# Task material:
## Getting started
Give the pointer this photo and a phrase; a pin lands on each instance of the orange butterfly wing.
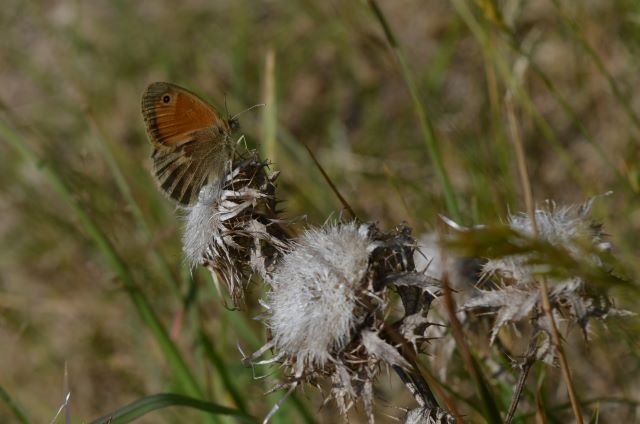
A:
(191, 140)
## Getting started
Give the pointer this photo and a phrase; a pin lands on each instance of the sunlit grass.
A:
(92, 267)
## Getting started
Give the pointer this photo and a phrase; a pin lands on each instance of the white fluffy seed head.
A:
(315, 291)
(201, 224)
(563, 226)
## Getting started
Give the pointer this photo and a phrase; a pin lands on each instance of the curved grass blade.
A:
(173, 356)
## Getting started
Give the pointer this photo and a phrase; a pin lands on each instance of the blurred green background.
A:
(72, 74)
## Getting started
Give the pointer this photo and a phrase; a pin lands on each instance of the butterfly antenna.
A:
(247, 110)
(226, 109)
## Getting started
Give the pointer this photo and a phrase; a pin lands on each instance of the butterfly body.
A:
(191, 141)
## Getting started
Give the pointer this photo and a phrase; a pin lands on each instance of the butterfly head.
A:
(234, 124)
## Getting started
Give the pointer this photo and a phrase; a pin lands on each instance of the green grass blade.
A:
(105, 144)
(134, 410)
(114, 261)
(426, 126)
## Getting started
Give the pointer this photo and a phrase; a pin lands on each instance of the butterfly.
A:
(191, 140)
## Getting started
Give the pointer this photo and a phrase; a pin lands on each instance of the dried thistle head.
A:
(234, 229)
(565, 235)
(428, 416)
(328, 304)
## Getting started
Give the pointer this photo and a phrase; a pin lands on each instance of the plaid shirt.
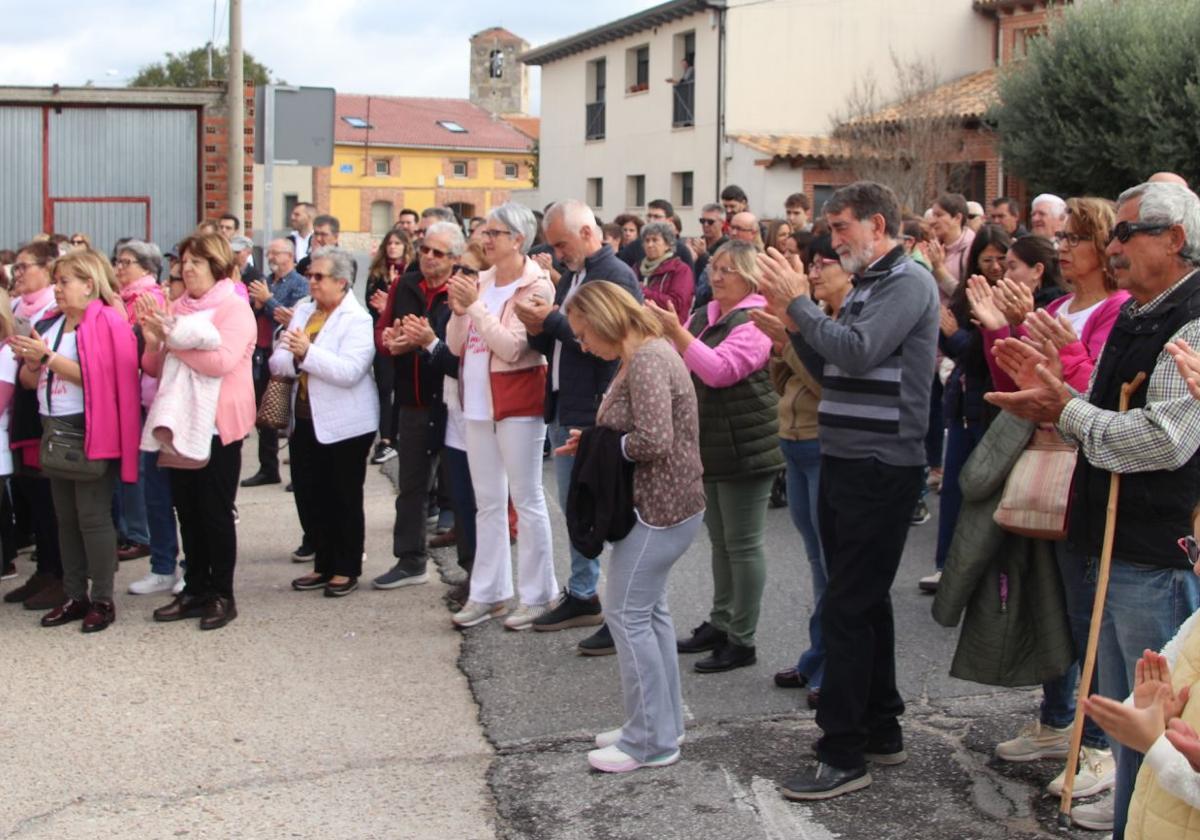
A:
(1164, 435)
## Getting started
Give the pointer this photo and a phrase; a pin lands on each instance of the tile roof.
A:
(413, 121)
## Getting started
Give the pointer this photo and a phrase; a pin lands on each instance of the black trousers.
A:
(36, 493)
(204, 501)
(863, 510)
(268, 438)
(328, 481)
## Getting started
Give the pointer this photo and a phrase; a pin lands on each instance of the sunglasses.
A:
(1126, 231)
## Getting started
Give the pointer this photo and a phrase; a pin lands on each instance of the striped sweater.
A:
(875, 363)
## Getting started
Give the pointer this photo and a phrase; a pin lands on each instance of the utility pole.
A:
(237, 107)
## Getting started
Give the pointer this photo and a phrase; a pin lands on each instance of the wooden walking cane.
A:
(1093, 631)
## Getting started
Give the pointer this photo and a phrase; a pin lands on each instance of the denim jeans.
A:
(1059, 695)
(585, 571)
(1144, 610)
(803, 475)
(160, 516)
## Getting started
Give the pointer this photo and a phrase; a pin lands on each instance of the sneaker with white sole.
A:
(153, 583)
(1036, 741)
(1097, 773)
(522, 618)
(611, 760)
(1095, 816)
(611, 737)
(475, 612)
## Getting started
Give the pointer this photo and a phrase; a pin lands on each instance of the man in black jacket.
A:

# Task goal:
Reproduce the records above exactly, leaving out every picture they contain.

# Exercise result:
## Getting started
Give the pointer this photo and a phrase; a pin lands on each instance of the orange butterfly wing.
A:
(191, 140)
## Getting started
Give the pointer this photo and a phrase; a pin lands on each instance of the sunlit grass.
A:
(92, 267)
## Getting started
Give the pointer this photo and a phrase; a pin lands on each instance of the white fluffy seed head.
A:
(315, 291)
(201, 224)
(563, 226)
## Getting started
Give the pointer this photo and a phrase; a pin lands on each instance of the curved grass blade.
A:
(173, 356)
## Getting started
Give the pointer this photo and a phrase; a pin lands on each instance of the blurred green background.
A:
(72, 74)
## Getting started
Give the pointer this photo and a phrase; a pin lands on each instance of the butterfly antenna.
A:
(247, 110)
(226, 109)
## Getting started
Give the pointer this photo and a phrase; a pin lands on each instance of the butterfly body.
A:
(191, 141)
## Getting started
Give the pointer this photo and a phrase; a pin lands on each instance of the butterfly head.
A:
(234, 124)
## Getting started
Give the pointer this photo and a phrase; a pin lands on each instance of the green grass blade.
A:
(105, 144)
(134, 410)
(114, 261)
(426, 126)
## Getting started
Give the pointer this photo and a phrase; a pin lands on each instance of the butterfly.
A:
(191, 140)
## Getting started
Give the pointer this photo and a phrase; a pin lands on each instance of the dried thistle head.
A:
(234, 229)
(565, 235)
(428, 416)
(328, 304)
## Getting started
Give the pointer this photo and a phrase; a pin lands on each instance of the plaid shirt.
A:
(1164, 435)
## Getting started
Give the pointer this photo and a phrase; a pin lands on each instance of the tile roof.
A:
(413, 121)
## Getting started
Give the pointer this photo and a phrase; a pin lands on each instance of the black trousers.
A:
(36, 493)
(204, 501)
(863, 510)
(268, 438)
(328, 481)
## Getting started
Give the pointer this photo and a phrase; a pin lands on each instance of the sunglasses.
A:
(1126, 231)
## Getting started
Give the pointer this photo and a phrase; a pin lands on each instance of the striped sweater.
A:
(875, 363)
## Getting started
Give the pointer this photo and a phrase; a pin lands on each instance of the utility pole.
A:
(237, 107)
## Getting started
Give the pointer this photo and a phrase; a pin lands on each instance of the wooden walking cane.
A:
(1093, 631)
## Getting started
Give the pointer this photo and a phrase; a pin lands on each instance of the denim jeans.
A:
(1059, 695)
(585, 571)
(1144, 610)
(803, 475)
(160, 516)
## Getting started
Give the pointer this photo and a phrase; a pin lands on each instance of the sneaker with white sole.
A:
(153, 583)
(1036, 741)
(1097, 773)
(522, 618)
(611, 760)
(1095, 816)
(611, 737)
(475, 612)
## Getting started
Give the pointer this photo and a phrase; a pin lands on each instance of the man in black jacket.
A:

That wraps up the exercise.